- _STATED EXERCISE_: Collect and copy every line below that contains the string "wire". Matching is case-sensitive.

- _SUPPLIED DATA_:
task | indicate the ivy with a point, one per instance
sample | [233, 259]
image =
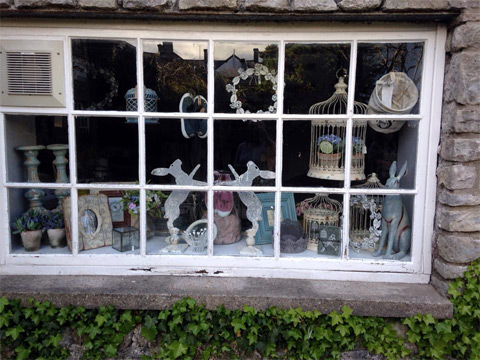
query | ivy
[190, 331]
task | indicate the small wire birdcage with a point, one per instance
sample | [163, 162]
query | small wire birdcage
[317, 211]
[150, 101]
[328, 137]
[361, 217]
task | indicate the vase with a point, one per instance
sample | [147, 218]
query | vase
[56, 237]
[150, 225]
[31, 239]
[60, 163]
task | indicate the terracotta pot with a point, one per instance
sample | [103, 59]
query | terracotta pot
[56, 237]
[31, 239]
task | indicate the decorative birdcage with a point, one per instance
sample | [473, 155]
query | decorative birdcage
[150, 101]
[317, 212]
[366, 215]
[328, 138]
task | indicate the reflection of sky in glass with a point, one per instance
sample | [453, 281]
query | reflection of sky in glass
[242, 50]
[185, 49]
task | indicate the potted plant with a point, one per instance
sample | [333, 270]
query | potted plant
[154, 203]
[52, 222]
[329, 149]
[29, 226]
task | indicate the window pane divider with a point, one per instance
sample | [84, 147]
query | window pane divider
[348, 151]
[210, 144]
[279, 151]
[141, 148]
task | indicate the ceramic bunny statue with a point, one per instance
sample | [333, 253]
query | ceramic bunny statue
[395, 222]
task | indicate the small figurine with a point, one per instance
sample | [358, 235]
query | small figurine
[177, 197]
[251, 201]
[395, 222]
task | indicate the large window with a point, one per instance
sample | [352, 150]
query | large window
[221, 150]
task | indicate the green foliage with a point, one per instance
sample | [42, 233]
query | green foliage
[190, 331]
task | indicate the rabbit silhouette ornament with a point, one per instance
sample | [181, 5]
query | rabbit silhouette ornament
[395, 223]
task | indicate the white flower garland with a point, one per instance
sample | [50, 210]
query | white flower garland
[259, 70]
[375, 215]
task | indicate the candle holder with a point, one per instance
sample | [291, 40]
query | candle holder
[34, 196]
[60, 162]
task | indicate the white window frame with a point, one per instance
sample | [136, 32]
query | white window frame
[417, 270]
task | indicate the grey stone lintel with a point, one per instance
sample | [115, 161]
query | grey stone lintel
[161, 291]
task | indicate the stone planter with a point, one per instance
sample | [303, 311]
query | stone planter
[31, 239]
[56, 237]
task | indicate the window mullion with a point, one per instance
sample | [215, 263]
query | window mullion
[141, 149]
[279, 150]
[348, 149]
[210, 157]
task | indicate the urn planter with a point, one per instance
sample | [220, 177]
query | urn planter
[57, 237]
[31, 239]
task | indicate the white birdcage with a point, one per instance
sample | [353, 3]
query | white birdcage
[327, 146]
[317, 211]
[365, 215]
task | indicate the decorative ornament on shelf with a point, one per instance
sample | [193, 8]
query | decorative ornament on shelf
[257, 71]
[366, 216]
[319, 211]
[174, 200]
[251, 201]
[328, 137]
[395, 94]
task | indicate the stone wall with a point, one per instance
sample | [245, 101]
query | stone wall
[458, 197]
[457, 239]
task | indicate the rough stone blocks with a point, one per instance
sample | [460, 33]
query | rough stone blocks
[207, 5]
[459, 249]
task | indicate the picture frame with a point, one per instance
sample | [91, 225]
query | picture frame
[119, 216]
[264, 234]
[94, 222]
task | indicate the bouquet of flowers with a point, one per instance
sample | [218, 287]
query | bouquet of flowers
[154, 202]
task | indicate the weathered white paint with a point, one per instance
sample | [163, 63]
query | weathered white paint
[344, 268]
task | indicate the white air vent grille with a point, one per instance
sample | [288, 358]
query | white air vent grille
[29, 73]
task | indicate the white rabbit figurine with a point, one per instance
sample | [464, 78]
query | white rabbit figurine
[395, 222]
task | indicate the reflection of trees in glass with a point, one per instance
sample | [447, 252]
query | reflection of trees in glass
[171, 78]
[310, 73]
[376, 60]
[255, 92]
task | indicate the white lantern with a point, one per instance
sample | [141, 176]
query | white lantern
[328, 138]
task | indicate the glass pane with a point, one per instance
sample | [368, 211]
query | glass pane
[175, 76]
[318, 231]
[314, 153]
[107, 150]
[108, 222]
[389, 77]
[177, 150]
[37, 148]
[103, 72]
[236, 214]
[377, 217]
[316, 78]
[33, 210]
[381, 150]
[246, 77]
[247, 146]
[187, 212]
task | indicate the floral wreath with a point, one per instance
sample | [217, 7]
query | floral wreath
[258, 70]
[375, 232]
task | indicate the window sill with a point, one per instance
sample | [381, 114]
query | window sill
[158, 292]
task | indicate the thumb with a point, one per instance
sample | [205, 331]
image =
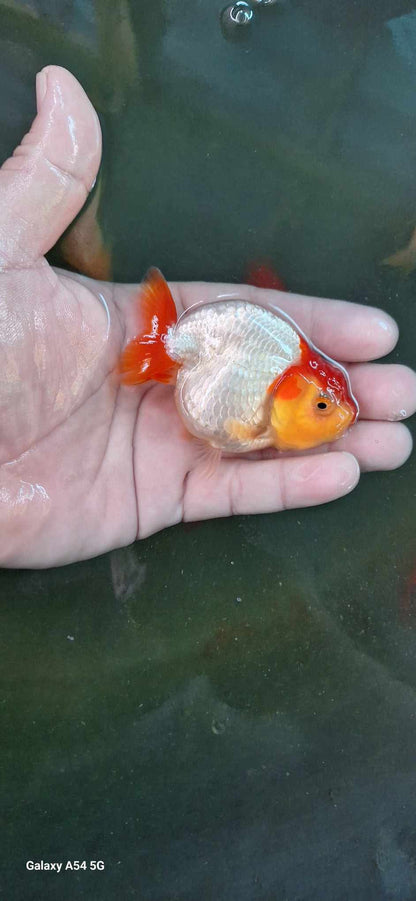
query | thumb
[46, 181]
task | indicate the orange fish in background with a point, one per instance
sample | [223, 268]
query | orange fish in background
[404, 259]
[262, 275]
[407, 600]
[245, 376]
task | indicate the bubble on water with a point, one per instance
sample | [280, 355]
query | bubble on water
[235, 18]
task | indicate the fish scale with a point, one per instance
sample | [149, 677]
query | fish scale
[230, 352]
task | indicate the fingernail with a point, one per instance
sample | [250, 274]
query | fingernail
[41, 86]
[349, 472]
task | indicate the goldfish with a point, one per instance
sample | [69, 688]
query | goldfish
[245, 375]
[263, 275]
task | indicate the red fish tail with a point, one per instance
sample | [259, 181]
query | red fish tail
[145, 357]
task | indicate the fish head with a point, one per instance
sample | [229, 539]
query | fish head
[312, 405]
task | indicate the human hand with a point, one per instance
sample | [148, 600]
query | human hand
[87, 465]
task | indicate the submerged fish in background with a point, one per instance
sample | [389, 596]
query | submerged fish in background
[404, 259]
[246, 377]
[263, 275]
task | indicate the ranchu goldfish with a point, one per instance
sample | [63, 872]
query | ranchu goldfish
[245, 376]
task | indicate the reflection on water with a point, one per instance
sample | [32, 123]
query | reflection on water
[228, 709]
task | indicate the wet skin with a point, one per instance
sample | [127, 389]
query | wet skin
[87, 465]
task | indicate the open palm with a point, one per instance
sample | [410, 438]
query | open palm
[87, 465]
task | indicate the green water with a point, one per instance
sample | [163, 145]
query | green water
[228, 710]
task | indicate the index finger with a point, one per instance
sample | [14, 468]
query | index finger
[346, 331]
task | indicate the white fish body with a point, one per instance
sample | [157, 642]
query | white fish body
[230, 353]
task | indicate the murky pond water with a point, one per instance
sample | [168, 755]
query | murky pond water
[228, 710]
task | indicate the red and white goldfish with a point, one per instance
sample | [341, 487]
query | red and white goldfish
[245, 376]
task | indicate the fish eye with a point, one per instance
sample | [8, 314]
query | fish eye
[324, 403]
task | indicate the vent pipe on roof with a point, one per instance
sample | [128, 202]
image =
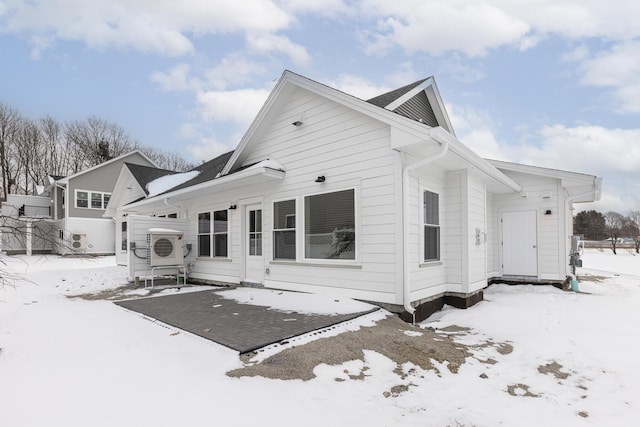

- _RESULT OF THE TASK_:
task | indicate the small wire birdcage with a point, one per instance
query | small wire birdcage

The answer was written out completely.